• **Data section**:
=-=-=-=-=

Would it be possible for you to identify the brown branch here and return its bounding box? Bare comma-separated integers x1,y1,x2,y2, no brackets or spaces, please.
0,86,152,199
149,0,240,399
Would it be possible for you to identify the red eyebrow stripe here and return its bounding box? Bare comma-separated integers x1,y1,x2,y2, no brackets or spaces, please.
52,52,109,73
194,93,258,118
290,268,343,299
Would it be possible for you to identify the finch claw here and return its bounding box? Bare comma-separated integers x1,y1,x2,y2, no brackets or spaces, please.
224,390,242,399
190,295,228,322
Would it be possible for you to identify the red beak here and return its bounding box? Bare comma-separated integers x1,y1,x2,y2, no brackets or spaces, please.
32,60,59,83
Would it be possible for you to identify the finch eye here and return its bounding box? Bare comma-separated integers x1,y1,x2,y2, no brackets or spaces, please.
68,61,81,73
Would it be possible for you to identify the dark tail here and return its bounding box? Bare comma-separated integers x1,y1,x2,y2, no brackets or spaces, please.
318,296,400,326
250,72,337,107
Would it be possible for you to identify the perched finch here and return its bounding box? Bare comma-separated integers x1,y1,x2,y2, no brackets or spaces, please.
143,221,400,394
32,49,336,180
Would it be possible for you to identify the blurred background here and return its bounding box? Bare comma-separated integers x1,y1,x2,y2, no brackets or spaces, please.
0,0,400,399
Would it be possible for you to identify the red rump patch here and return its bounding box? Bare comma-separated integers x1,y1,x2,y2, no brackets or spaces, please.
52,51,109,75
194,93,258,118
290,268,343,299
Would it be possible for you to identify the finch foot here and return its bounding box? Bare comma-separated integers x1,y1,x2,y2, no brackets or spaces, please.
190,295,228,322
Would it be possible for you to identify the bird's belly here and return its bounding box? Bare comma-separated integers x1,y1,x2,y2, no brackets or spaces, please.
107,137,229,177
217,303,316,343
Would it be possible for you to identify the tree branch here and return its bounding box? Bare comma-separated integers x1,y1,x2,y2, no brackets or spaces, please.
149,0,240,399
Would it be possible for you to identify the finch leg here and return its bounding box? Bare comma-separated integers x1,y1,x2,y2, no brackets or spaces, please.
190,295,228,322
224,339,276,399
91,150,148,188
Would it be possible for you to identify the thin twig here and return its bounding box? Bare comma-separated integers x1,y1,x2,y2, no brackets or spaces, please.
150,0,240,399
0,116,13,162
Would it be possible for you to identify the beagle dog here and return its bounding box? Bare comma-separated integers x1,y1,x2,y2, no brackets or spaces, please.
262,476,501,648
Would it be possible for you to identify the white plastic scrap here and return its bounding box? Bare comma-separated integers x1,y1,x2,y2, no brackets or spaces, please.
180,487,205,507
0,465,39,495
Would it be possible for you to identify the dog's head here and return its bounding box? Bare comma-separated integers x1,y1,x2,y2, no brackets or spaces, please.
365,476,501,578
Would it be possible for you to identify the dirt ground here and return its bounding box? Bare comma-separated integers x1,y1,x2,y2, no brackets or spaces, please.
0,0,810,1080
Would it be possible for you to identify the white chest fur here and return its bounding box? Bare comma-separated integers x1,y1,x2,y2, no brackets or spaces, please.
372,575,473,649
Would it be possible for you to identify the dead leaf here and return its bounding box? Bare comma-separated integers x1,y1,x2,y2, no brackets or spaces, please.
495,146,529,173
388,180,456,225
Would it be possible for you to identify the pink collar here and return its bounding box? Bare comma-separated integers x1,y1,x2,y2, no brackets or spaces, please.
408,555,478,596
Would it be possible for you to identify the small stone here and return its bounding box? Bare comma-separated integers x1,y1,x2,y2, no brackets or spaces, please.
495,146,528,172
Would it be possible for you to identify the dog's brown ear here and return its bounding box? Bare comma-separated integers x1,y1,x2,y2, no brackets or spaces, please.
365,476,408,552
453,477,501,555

=-=-=-=-=

• **Short exercise**:
Update all of the items above by replacing "bounding box" with "box coordinates" wherever it appears. Leave everything else as it is.

• **Result below**:
Would it be possible for you to identify the brown branch here and return its box coordinates? Bare comma-separated integers x1,y1,x2,y2, no brackets or spaces, please.
0,86,152,199
149,0,240,399
Would it be possible for you to identify the red eyebrow stripe here and return its box coordinates? Bare comma-separated integers x1,y1,x2,y2, no brackets or spaces, please.
52,52,109,73
194,93,258,118
290,268,343,299
Would it be possible for you to identify the finch claw here and return its box coordinates? Bare comma-separated integers x1,y1,x2,y2, no brackets or spaces, please.
224,390,242,399
190,295,228,322
Would it be possible for you to identify the red beak here and return its box coordinates? Bare comma-separated integers x1,y1,x2,y2, no brackets or spaces, please.
32,60,59,83
Would it be possible for you to identify the finch eye here and return its box coordinates? Bare comma-separated integers x1,y1,x2,y2, no brackets or spaces, please.
68,61,81,73
Would it be possible for you to identify the dark tail here and return its box coordinates? Bare comma-separated integers x1,y1,x2,y2, no brackets or spaces, please.
318,296,400,326
250,72,337,107
Would it be possible for you to identify the perched finch here and return its box coordinates? Bare comma-separated integers x1,y1,x2,y2, no brackets or spaces, please.
143,221,400,394
32,49,336,180
Would it be possible for you to identify the blurred background here and return its box coordinates? Bare comma-separated integers x1,y1,x2,y2, no brackets or spaces, please.
0,0,400,399
Would it be possible for you to identify the red rump patch here and return its box coordinates? Bare comma-separated integers x1,y1,x2,y2, no brackets or spaces, please.
52,51,109,75
194,93,258,118
290,268,343,299
Would it be possible for you to identify the finch foot here and return its box coordinates? Bare comma-separated integers x1,y1,x2,y2, no brackets or spaces, please.
190,295,228,322
Would it be possible for you to identify the bird's belly here and return its box coordinates? Bare comma-separated integers x1,y1,x2,y2, no brackets or spaces, please.
107,137,229,177
217,303,316,343
Would it be possible for you to identify the tree branch here and return its box coordinates? Bare comma-separated integers x1,y1,x2,y2, no brackets or spaces, please.
149,0,240,399
Would it be possible for you to identify the finch leg here and return its box coordinates? Bare comma-separated integers x1,y1,x2,y2, no brackets or spaces, please.
190,295,228,322
224,339,276,399
91,150,148,188
Would it be possible for you to identify the thin twig here and return its box coordinates? Bare comma-separated integers x1,y1,x2,y2, no brackets or spaces, please.
150,0,240,399
0,116,13,162
Would it be possible for you to identify the beagle dog here and return its box coordinates? Bare comma-separated integers x1,y1,x2,y2, no brackets or spaces, please.
262,476,501,648
Would it be possible for you to identify the white plastic scrap here and return its box coordinates? Bare comma-separated integers x1,y1,x2,y2, no brackets or spaces, please.
180,487,205,507
0,465,39,495
Would it be possible for you to identify the dog's head here and return its box coordinates? Bare comma-separated integers x1,y1,x2,y2, no brackets or spaces, please.
365,476,501,578
Would it be possible for you to identify the dirt ground here and return its box coordinates? Bare comma-separated integers x1,y1,x2,y2, no brackets or spaces, please.
0,0,810,1080
Would it be possible for you to identify the white chest fur here and return its box coordinates? Bare comma-separated integers x1,y1,x2,y2, no brackets or spaces, please.
372,575,473,649
Would it be possible for you to identify the dead leaf here and return its box coordinates? Bare comma-separated integers x1,y1,x2,y2, no brackets or spaces, please.
495,146,529,173
388,180,456,225
Would it be possible for you to identify the pink collar here and return its box coordinates? Bare comma-separated integers x1,y1,x2,y2, no brackets or spaces, please.
408,555,478,596
Would it be possible for you to identify the small stone here and return its box coordinates? Bare comma-separated integers x1,y1,x2,y2, no brackets or spaces, please.
495,146,528,172
Would it be possible for you to identify the dog's brown ear here and return its box coordinates? Bare comma-separated integers x1,y1,x2,y2, no brackets or spaces, please.
365,476,408,552
453,477,501,555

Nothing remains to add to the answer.